Document segment
Ranging from public markets and urban agriculture to food carts and food apps, today, the convergence between food, space, and place almost is taken for granted because it is such an ordinary facet of daily life. Increasingly, our contemporary identities are intrinsically linked to the food that we eat and to the spaces and places that we inhabit in a globalized world. Indeed, as Anne Marie Todd suggests, in “Eating the View: Environmental Aesthetics, National Identity, and Food Activism,” “…food is an environmental symbol, because it represents humanity’s fundamental relationship with the natural environment.”1 Yet, despite both a mounting awareness of food’s connection to the natural world, and a profusion of food throughout diverse locations, there is still a need to further analyze its relationship to space and place.

In “You Are What You Environmentally, Politically, Socially, and Economically Eat: Delivering the Sustainable Farm and Food Message,” Ruth Katz reveals, “Now ‘what you eat’ has come to mean all the environmental, political, social justice, economic, and finally nutritional layers represented by any given piece of food.”2 Correspondingly, in “The Geography of Food,” Derek Shanahan claims, “Food is inherently geographic. Food comes from somewhere. Different foods are associated with different groups of people. And such cultural identities are usually place-based.”3 Therefore, paralleling our relationships with food, places not only affect our behaviors and practices within the world, but also, they “…reinforce certain power relations by communicating meanings and values and by shaping movements and activities ← 1 | 2 → through their physical organization.”4 However, rather than examining food, space, and place as separate or discrete entities, we must analyze them in tandem.

Although the relationship between food and place is synergistic, it also is a complex one. Many of us can imagine why food is central to place-making. Yet, for some people, it is difficult to grasp why place is crucial to our knowledge, understanding of, and relationships with, food. Nevertheless, if “what you eat, tells us who you are,” then what you do in those spaces and places is just as important. Equally, how those spaces and places impact you, and your experiences within them, also is significant.

Extracted data
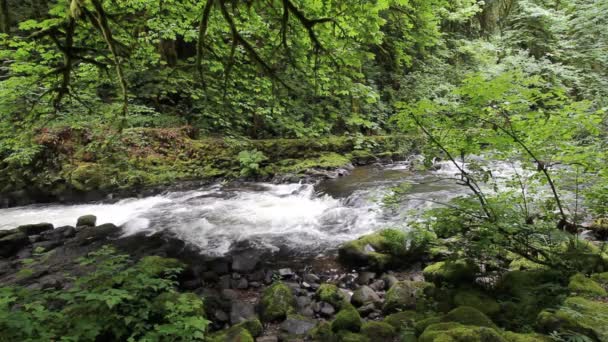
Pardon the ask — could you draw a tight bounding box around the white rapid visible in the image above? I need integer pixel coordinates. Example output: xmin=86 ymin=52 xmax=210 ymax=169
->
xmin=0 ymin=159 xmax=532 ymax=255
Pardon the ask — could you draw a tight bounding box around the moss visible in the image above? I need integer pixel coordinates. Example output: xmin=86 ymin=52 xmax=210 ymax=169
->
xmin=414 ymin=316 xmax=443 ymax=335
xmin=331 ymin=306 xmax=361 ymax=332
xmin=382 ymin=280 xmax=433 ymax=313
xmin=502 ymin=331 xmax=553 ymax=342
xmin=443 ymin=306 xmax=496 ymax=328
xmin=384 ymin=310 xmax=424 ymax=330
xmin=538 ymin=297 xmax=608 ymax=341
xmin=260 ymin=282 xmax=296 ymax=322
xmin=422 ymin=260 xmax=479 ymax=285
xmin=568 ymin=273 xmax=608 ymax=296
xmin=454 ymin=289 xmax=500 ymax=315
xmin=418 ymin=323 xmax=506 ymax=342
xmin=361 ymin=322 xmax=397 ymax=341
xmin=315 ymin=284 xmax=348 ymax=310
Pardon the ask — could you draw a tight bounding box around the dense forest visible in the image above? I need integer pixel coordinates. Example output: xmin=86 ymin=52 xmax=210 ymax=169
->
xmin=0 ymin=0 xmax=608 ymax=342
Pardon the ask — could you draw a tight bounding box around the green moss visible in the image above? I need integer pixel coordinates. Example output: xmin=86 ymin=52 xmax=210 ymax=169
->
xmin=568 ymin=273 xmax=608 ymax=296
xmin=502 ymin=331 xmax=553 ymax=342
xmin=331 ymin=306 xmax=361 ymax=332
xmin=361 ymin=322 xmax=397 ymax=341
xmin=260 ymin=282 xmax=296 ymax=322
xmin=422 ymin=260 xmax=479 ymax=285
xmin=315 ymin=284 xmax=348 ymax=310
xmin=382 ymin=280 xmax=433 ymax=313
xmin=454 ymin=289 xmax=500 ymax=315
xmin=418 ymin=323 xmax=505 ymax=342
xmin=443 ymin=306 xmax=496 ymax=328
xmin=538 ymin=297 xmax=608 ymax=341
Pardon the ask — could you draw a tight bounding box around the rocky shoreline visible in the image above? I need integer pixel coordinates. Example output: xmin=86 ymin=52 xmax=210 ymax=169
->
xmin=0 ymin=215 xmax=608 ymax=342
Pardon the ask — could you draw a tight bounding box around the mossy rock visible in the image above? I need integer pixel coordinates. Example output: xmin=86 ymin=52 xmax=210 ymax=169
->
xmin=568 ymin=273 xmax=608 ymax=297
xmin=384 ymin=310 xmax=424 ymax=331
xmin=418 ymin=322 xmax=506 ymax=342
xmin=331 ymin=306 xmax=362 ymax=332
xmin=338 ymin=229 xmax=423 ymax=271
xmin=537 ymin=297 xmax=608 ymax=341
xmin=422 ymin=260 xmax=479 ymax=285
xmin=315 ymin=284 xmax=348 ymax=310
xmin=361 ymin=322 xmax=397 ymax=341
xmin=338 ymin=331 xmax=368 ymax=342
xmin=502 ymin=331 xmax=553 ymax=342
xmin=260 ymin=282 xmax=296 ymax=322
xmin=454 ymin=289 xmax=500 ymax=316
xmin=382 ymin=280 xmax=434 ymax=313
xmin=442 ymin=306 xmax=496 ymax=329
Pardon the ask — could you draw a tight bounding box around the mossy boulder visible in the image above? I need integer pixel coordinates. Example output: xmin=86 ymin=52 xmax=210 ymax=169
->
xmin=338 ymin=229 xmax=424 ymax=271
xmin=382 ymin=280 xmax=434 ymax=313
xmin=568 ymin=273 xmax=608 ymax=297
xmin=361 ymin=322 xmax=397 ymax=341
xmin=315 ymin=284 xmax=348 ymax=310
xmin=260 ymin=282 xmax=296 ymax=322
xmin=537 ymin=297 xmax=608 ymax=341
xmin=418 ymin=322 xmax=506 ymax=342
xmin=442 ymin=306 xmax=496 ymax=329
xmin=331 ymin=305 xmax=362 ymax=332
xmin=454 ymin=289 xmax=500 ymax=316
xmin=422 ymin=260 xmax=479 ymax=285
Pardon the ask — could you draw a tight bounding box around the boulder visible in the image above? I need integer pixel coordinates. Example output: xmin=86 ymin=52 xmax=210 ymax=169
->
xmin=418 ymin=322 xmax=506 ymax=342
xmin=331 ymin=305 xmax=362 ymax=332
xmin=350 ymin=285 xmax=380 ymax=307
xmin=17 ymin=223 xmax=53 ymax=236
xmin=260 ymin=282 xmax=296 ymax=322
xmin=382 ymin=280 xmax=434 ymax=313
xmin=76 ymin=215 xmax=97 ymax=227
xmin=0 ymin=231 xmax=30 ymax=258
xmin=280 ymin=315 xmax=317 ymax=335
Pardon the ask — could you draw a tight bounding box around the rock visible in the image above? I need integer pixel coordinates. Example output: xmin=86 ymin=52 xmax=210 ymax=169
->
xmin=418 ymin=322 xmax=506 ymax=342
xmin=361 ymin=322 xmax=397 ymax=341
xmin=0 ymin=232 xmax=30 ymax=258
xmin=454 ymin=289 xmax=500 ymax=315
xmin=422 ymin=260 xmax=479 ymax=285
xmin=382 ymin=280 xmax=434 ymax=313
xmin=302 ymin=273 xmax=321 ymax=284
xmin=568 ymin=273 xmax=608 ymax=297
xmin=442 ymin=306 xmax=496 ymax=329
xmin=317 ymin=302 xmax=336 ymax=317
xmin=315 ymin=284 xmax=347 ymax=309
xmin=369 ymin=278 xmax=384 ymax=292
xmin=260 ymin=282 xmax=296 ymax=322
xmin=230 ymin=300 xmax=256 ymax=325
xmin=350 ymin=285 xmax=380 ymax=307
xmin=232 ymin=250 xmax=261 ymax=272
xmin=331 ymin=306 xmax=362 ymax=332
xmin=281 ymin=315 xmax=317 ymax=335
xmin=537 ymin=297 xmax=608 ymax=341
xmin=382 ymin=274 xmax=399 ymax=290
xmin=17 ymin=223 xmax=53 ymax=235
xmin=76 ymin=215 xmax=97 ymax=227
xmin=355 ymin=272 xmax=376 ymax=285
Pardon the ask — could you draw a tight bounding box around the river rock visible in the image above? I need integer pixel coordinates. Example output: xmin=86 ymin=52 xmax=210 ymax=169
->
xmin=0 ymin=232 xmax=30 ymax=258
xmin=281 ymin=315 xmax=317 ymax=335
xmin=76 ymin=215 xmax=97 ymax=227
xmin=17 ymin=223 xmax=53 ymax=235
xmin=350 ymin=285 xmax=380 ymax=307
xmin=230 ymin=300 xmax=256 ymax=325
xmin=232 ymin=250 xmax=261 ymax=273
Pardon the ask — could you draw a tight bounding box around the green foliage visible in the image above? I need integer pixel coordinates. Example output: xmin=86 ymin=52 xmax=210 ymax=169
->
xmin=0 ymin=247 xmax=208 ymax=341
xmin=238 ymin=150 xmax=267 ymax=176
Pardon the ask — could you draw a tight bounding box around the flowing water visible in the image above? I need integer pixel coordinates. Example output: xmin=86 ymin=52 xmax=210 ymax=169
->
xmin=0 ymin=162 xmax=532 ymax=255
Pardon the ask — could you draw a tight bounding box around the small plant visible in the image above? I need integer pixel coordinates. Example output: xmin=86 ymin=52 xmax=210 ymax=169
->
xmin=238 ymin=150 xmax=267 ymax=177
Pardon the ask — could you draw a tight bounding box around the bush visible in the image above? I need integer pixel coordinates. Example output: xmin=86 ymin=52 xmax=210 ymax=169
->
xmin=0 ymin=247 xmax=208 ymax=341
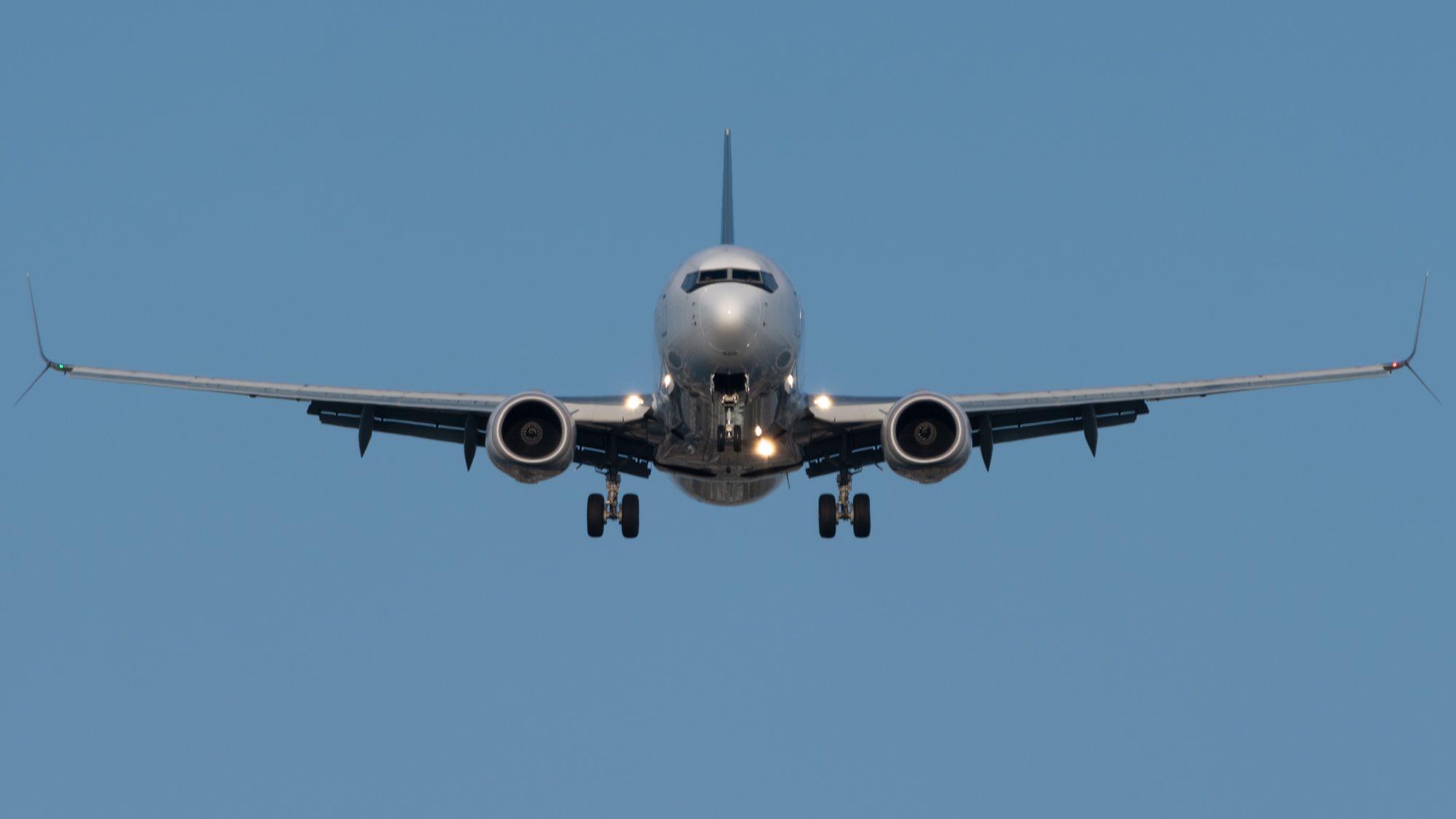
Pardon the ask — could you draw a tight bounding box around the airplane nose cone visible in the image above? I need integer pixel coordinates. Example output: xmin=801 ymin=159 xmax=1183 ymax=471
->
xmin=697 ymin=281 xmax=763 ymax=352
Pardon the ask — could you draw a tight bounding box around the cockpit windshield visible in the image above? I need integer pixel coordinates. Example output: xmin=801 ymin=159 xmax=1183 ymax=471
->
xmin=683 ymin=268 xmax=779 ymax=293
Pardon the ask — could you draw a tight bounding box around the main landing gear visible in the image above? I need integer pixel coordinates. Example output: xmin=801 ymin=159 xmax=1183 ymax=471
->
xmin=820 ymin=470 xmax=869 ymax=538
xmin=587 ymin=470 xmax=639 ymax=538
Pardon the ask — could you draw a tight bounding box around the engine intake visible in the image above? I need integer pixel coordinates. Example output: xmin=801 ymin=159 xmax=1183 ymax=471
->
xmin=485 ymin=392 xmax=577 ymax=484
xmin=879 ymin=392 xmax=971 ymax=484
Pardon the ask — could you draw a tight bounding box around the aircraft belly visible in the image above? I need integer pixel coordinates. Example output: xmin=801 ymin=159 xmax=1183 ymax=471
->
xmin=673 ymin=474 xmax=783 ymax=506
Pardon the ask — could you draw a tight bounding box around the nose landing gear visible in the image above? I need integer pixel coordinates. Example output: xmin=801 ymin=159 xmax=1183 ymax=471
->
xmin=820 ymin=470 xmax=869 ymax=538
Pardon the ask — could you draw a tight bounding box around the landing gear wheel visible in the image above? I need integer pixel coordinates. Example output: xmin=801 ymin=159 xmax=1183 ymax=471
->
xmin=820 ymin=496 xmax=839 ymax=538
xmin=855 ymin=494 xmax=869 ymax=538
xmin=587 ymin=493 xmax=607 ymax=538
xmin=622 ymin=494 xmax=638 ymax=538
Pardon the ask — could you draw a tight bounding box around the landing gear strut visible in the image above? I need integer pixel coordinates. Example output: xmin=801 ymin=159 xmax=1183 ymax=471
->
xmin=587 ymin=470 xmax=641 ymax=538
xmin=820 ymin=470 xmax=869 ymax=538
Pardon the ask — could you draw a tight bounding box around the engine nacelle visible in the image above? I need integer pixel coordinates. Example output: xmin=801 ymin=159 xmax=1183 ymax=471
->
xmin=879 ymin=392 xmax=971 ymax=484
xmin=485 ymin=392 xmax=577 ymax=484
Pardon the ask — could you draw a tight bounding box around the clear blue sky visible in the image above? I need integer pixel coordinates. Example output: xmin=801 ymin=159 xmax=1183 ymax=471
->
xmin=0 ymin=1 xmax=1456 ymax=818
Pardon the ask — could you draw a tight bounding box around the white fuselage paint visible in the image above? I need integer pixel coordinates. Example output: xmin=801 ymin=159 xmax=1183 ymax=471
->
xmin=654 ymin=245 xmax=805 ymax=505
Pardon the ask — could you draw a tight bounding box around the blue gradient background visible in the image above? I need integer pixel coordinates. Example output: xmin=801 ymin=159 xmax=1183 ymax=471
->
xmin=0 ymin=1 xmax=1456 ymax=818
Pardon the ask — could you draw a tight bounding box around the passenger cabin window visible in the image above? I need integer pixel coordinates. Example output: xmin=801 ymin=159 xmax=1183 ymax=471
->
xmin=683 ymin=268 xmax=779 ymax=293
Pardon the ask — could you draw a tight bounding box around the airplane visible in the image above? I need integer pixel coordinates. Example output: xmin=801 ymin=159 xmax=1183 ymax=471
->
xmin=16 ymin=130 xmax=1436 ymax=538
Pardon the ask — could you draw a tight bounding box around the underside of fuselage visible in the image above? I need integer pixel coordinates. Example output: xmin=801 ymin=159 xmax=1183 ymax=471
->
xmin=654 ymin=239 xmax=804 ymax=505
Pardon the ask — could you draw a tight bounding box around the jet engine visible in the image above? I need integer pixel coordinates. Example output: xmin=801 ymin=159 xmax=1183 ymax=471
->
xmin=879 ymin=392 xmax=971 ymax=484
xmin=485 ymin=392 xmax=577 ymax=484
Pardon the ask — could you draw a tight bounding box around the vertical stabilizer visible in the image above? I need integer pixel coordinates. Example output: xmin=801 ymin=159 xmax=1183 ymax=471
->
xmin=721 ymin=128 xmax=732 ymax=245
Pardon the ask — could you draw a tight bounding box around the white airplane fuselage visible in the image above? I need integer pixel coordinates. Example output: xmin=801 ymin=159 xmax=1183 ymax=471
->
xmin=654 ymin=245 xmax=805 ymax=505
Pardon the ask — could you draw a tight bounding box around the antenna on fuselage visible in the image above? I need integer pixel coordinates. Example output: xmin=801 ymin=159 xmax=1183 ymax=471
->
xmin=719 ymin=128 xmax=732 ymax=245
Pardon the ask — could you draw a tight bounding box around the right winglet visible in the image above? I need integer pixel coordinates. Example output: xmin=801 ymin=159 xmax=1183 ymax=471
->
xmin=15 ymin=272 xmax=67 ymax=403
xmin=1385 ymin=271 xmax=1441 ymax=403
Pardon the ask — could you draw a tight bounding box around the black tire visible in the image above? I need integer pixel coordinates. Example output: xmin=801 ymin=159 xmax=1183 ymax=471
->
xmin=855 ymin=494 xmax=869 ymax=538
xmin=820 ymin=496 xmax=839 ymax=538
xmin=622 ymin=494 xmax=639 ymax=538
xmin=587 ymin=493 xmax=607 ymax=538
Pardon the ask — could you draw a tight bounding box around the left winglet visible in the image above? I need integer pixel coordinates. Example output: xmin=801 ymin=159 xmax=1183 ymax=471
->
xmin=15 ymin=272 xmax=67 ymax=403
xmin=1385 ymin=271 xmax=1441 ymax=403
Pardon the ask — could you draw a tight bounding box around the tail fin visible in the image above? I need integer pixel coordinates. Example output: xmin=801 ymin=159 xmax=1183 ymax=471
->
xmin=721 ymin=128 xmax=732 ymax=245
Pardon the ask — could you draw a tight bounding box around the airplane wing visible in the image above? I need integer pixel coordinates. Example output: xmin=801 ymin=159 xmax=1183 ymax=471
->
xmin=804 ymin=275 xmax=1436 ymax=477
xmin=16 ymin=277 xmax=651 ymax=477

Exercise directions
Print the passage on food, space, and place word for word, beginning at the words "Although the relationship" and stopping after "also is significant.".

The reply
Although the relationship between food and place is synergistic, it also is a complex one. Many of us can imagine why food is central to place-making. Yet, for some people, it is difficult to grasp why place is crucial to our knowledge, understanding of, and relationships with, food. Nevertheless, if “what you eat, tells us who you are,” then what you do in those spaces and places is just as important. Equally, how those spaces and places impact you, and your experiences within them, also is significant.